WORK INSTRUCTION => Please reproduce all entries word for word and omit their pictures.

Point localization data
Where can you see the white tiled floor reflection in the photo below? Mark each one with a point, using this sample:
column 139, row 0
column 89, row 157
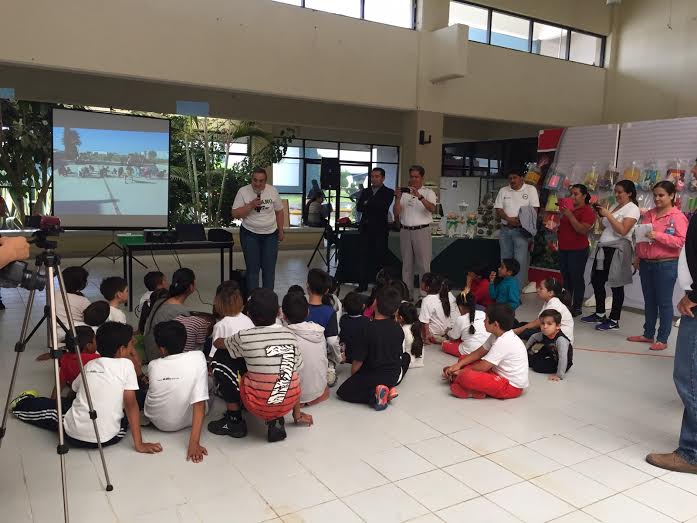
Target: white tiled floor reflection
column 570, row 452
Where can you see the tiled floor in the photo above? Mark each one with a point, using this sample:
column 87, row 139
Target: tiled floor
column 568, row 452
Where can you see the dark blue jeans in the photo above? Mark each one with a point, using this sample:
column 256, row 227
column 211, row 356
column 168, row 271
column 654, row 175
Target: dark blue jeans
column 260, row 253
column 685, row 378
column 657, row 282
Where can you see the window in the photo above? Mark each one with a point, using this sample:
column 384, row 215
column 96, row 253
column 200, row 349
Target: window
column 399, row 13
column 339, row 7
column 549, row 40
column 586, row 49
column 513, row 31
column 392, row 12
column 477, row 18
column 509, row 31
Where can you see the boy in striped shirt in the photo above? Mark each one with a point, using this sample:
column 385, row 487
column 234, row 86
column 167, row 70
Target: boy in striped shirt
column 260, row 369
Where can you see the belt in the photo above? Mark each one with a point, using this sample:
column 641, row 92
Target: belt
column 415, row 227
column 660, row 260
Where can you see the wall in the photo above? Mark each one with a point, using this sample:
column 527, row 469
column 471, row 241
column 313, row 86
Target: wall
column 652, row 73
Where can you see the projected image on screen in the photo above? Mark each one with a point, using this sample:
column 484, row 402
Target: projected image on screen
column 110, row 170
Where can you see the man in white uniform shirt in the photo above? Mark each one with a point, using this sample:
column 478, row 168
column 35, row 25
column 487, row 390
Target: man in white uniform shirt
column 513, row 240
column 414, row 211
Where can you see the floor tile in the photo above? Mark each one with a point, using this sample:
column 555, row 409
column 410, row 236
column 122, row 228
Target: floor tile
column 668, row 499
column 479, row 510
column 483, row 440
column 530, row 503
column 612, row 473
column 482, row 475
column 335, row 511
column 621, row 509
column 386, row 504
column 562, row 450
column 442, row 451
column 293, row 493
column 436, row 490
column 524, row 462
column 573, row 487
column 399, row 463
column 598, row 439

RESULT =>
Where can you see the white tiled floor reflection in the photo below? Mark each one with a point, using this sample:
column 139, row 0
column 89, row 157
Target: white tiled floor reflection
column 570, row 452
Where can you see the tiled floor in the photo above? Mark each one with a point, using this sample:
column 87, row 139
Target: tiled floor
column 568, row 452
Where can you see the dark blue jeans in the photo above? Mark each one with a point, using this sample:
column 256, row 227
column 211, row 356
column 168, row 271
column 654, row 175
Target: dark blue jeans
column 260, row 253
column 685, row 378
column 657, row 282
Where can you see the window in the photo above? Mark each one with a point, using this sample:
column 384, row 215
column 96, row 253
column 200, row 349
Target: window
column 399, row 13
column 339, row 7
column 549, row 40
column 586, row 49
column 513, row 31
column 392, row 12
column 477, row 18
column 509, row 31
Where can you see the boy in striped shirt in the photo above? Mark each one with a point, using this sample:
column 385, row 487
column 234, row 86
column 167, row 70
Target: boy in striped shirt
column 260, row 369
Where can you see the belt in the photo above? Mark each one with a point, using this sample:
column 641, row 92
Target: belt
column 415, row 227
column 660, row 260
Where can you see the wall in the photo above? Mark each one with a point, using this sample:
column 527, row 469
column 471, row 241
column 313, row 86
Target: wall
column 652, row 73
Where can you see the projected image on screen in the photo above? Mark each one with a point, using this sample:
column 484, row 402
Target: projected image on screen
column 110, row 170
Where can you see the man in white uniform shirt in the photo above? Mark each one with a point, using this sample:
column 478, row 168
column 35, row 25
column 487, row 390
Target: man in white uniform shirt
column 513, row 240
column 414, row 211
Where can you see the floor tile in the photo above? Mark each one with a point, using this sample:
column 555, row 409
column 410, row 236
column 122, row 228
Target: floor tile
column 668, row 499
column 479, row 510
column 483, row 440
column 530, row 503
column 612, row 473
column 482, row 475
column 335, row 511
column 621, row 509
column 386, row 504
column 562, row 450
column 442, row 451
column 293, row 493
column 436, row 490
column 524, row 462
column 573, row 487
column 399, row 463
column 598, row 439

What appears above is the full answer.